Information given:
........
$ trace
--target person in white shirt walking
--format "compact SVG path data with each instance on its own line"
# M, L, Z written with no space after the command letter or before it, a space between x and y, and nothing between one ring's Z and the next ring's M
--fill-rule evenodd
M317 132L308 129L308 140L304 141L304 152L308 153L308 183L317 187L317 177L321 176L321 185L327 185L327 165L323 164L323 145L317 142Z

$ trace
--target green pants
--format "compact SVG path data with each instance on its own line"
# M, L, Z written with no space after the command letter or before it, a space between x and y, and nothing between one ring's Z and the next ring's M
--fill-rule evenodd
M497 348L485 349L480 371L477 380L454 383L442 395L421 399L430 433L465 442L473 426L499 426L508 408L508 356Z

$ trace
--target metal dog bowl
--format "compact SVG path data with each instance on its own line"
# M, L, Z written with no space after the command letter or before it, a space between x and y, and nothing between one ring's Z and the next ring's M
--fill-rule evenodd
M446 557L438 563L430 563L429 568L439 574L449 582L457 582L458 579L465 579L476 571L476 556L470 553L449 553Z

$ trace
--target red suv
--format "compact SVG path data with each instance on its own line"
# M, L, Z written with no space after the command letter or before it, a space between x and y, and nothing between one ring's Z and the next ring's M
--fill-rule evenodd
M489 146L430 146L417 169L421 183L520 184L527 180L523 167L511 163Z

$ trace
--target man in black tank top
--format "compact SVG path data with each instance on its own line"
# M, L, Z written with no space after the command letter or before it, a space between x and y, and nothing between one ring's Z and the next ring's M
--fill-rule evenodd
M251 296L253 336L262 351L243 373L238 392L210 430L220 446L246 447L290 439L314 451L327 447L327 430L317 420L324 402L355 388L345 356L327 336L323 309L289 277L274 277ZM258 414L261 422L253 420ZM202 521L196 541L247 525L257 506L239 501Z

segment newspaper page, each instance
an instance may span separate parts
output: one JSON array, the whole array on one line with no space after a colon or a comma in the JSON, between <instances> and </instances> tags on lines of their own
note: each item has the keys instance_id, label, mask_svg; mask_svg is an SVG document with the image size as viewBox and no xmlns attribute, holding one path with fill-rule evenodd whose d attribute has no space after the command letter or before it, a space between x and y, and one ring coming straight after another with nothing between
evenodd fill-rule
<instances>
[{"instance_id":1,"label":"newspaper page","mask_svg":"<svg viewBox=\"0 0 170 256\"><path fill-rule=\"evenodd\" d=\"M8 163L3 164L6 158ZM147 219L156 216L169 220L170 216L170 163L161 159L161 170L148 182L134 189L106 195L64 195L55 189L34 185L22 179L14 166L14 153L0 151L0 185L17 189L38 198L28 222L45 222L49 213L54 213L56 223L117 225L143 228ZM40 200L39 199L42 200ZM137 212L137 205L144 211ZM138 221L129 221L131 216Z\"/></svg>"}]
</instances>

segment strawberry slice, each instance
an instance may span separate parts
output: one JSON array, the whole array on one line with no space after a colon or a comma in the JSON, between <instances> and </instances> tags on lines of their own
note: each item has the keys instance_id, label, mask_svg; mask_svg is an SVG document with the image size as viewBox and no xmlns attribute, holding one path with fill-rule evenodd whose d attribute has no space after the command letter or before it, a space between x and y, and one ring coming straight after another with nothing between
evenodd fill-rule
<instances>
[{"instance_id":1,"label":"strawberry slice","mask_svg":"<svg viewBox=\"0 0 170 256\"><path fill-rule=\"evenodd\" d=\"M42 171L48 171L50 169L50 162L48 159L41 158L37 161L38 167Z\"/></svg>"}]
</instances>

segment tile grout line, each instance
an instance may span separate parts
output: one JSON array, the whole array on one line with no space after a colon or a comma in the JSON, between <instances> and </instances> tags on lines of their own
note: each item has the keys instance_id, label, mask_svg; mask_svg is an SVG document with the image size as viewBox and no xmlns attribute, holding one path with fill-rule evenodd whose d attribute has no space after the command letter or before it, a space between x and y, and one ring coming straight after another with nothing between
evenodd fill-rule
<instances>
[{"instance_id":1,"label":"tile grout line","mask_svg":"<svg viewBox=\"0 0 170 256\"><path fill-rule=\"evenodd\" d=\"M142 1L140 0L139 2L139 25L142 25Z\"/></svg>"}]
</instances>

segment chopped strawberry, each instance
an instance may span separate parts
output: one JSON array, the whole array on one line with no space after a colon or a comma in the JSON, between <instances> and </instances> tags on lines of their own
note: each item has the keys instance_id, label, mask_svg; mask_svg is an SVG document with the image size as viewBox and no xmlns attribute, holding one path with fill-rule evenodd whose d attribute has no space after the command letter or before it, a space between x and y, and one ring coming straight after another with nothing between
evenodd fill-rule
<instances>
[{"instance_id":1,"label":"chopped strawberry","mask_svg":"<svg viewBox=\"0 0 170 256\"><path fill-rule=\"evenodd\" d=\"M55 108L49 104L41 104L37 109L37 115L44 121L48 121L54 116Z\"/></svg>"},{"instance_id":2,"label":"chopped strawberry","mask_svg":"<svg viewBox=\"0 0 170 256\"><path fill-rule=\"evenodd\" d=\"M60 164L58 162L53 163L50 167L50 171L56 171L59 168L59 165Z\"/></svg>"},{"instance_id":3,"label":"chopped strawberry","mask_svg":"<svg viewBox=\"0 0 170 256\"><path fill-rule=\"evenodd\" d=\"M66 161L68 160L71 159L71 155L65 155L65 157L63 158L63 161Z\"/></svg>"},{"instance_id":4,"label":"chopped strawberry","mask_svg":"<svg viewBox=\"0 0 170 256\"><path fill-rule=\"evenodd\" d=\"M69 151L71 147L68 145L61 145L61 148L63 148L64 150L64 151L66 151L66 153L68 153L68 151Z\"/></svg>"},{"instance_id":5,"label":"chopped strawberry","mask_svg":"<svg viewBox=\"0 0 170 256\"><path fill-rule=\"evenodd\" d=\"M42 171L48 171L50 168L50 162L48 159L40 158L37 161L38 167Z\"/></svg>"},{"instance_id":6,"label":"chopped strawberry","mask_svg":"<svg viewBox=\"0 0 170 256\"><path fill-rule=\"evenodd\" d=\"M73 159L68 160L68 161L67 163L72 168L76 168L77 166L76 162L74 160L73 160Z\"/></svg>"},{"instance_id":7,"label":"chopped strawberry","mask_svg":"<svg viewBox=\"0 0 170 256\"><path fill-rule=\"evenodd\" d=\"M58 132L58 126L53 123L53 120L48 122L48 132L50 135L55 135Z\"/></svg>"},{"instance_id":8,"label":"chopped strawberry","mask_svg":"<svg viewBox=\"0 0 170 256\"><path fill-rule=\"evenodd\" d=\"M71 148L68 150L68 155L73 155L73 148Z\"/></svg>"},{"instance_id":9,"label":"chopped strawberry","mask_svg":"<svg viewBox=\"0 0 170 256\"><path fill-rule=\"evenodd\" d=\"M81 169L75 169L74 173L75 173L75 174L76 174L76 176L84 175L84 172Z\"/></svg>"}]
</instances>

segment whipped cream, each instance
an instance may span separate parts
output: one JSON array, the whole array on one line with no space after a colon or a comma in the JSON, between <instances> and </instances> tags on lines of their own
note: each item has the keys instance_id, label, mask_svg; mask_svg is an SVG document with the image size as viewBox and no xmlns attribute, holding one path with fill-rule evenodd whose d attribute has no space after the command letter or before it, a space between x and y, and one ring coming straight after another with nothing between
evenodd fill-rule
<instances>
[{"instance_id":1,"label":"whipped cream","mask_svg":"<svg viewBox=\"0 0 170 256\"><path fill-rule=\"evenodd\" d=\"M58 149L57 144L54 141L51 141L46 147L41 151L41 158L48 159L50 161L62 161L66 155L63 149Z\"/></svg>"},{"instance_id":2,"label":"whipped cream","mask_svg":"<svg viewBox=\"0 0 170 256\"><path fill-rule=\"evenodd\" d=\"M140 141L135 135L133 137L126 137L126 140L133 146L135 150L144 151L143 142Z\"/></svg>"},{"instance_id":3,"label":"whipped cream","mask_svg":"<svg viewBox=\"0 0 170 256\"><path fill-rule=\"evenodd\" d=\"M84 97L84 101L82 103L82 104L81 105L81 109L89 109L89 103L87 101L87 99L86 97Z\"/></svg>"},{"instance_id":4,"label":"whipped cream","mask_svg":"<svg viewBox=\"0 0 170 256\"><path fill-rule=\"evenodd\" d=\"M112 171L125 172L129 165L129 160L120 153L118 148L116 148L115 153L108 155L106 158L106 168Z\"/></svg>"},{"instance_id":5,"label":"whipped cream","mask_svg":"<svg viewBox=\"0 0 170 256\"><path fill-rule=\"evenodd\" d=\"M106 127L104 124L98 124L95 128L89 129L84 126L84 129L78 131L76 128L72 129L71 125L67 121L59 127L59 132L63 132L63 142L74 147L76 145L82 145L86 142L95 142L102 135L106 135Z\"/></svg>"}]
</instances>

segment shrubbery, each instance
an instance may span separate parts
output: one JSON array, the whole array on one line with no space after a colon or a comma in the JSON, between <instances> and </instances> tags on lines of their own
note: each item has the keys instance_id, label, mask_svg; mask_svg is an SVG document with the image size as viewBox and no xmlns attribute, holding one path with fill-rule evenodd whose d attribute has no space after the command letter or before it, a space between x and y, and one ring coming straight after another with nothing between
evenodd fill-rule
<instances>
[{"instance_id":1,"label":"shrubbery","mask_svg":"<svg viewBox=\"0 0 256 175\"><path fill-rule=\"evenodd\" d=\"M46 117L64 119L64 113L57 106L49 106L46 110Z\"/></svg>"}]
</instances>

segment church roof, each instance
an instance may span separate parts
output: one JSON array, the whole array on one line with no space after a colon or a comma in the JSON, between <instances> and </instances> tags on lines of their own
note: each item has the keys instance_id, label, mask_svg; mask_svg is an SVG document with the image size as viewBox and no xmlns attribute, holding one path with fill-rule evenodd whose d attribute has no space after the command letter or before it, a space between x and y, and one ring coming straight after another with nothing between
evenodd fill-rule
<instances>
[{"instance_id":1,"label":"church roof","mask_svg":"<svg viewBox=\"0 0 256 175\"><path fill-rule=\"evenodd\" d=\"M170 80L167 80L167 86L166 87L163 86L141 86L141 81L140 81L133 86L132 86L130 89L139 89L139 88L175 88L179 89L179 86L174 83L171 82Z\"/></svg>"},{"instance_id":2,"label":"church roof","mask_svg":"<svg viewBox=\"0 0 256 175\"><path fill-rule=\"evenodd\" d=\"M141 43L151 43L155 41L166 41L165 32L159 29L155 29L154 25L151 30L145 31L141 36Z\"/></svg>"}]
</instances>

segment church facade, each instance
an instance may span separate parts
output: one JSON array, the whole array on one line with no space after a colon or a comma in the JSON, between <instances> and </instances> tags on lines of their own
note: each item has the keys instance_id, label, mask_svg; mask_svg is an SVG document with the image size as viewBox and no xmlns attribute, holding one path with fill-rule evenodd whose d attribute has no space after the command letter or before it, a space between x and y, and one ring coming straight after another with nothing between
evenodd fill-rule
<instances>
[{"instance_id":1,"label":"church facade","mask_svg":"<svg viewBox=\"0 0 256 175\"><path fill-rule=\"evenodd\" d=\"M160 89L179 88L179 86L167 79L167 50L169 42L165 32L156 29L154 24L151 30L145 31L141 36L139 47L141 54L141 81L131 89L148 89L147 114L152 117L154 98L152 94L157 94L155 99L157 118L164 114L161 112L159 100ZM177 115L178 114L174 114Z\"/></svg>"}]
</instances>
........
Instructions for the task: Edit the data from its first line up to and including the line with "M251 296L253 336L262", replacing every "trace" with "outline" and leaving everything else unchanged. Give back only those lines.

Written answer:
$ outline
--target person in white shirt walking
--format "compact SVG path data with each instance on its own line"
# M, L, Z written with no space after the command letter or before it, a space between x and y, and nothing between one ring's Z and the next ring's M
--fill-rule evenodd
M317 132L308 129L308 140L304 141L304 152L308 153L308 183L317 187L317 177L321 176L321 185L327 185L327 165L323 164L323 145L317 142Z

$ outline
--target green pants
--format "compact SVG path data with each instance on its own line"
# M, L, Z written with no space after the command letter or before it, a space between x and y, and nothing between one ring's Z and the next ring's M
--fill-rule evenodd
M497 348L485 349L480 371L477 380L454 383L442 395L421 399L430 433L465 442L473 426L499 426L508 408L508 356Z

$ outline
--target metal dog bowl
--format "compact SVG path data with each instance on its own line"
# M, L, Z written with no space after the command letter or before it, a space between x and y, and nothing between one ring's Z and the next ring's M
--fill-rule evenodd
M446 557L438 563L430 563L429 568L439 574L449 582L457 582L458 579L465 579L476 571L476 556L470 553L449 553Z

$ outline
--target red suv
--format "compact SVG path data with each instance on its own line"
# M, L, Z written with no space after the command letter or before it, a space between x and y, and nothing between one ring's Z and the next ring's M
--fill-rule evenodd
M489 146L430 146L417 169L421 183L520 184L527 180L523 167L511 163Z

$ outline
--target man in black tank top
--format "compact SVG path data with each instance on its own line"
# M, L, Z written with no space after the command letter or before it, a space between x and y, and nothing between one ring's Z and the next ring's M
--fill-rule evenodd
M251 296L253 336L262 351L243 373L238 392L210 430L220 446L246 447L290 439L314 451L327 447L327 430L317 420L324 402L355 388L345 356L327 336L323 309L289 277L274 277ZM258 414L261 422L253 420ZM202 521L196 541L247 525L257 506L239 501Z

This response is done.